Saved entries
+++++

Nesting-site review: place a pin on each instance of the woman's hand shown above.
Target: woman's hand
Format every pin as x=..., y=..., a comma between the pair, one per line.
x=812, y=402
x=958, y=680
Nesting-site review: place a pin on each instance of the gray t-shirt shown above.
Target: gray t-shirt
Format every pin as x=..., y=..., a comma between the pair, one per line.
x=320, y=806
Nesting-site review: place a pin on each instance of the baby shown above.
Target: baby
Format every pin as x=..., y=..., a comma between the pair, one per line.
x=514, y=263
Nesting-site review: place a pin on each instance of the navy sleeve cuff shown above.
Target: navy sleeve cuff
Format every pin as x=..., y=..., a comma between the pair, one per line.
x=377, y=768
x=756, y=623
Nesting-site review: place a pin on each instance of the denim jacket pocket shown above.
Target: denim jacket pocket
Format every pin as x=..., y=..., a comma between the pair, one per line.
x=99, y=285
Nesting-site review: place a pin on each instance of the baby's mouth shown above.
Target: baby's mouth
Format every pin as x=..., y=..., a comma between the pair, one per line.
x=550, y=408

+++++

### How to complete this task
Go through the records above and copy each line exactly.

### Response to this task
Nesting-site review: place a pin on each instance of the woman's hand shown above.
Target: woman's hand
Format every pin as x=..., y=..., a comma between the pair, one per line.
x=812, y=402
x=958, y=680
Nesting-site review: place a pin on each instance of the gray t-shirt shown above.
Target: gray t-shirt
Format every pin as x=..., y=..., a comma between the pair, one per line.
x=320, y=806
Nesting-site review: place a pin on each instance of the baby shown above.
Target: baby
Format every pin as x=..., y=..., a comma between the pair, one per line.
x=514, y=263
Nesting-site review: place a pin on each instance of the navy sleeve cuff shown above.
Target: navy sleeve cuff
Format every pin as x=..., y=..., a comma between the pair, one per line.
x=377, y=768
x=756, y=623
Nesting-site review: place a pin on each instance of the denim jacket pocket shown above.
Target: denim jacket pocket
Format every pin as x=..., y=..., a comma between the pair, one per line.
x=99, y=285
Nesting-site review: place a pin on each instance of the baby's mouth shown above.
Target: baby's mouth
Format every pin as x=..., y=..., a comma between the pair, one per line.
x=550, y=408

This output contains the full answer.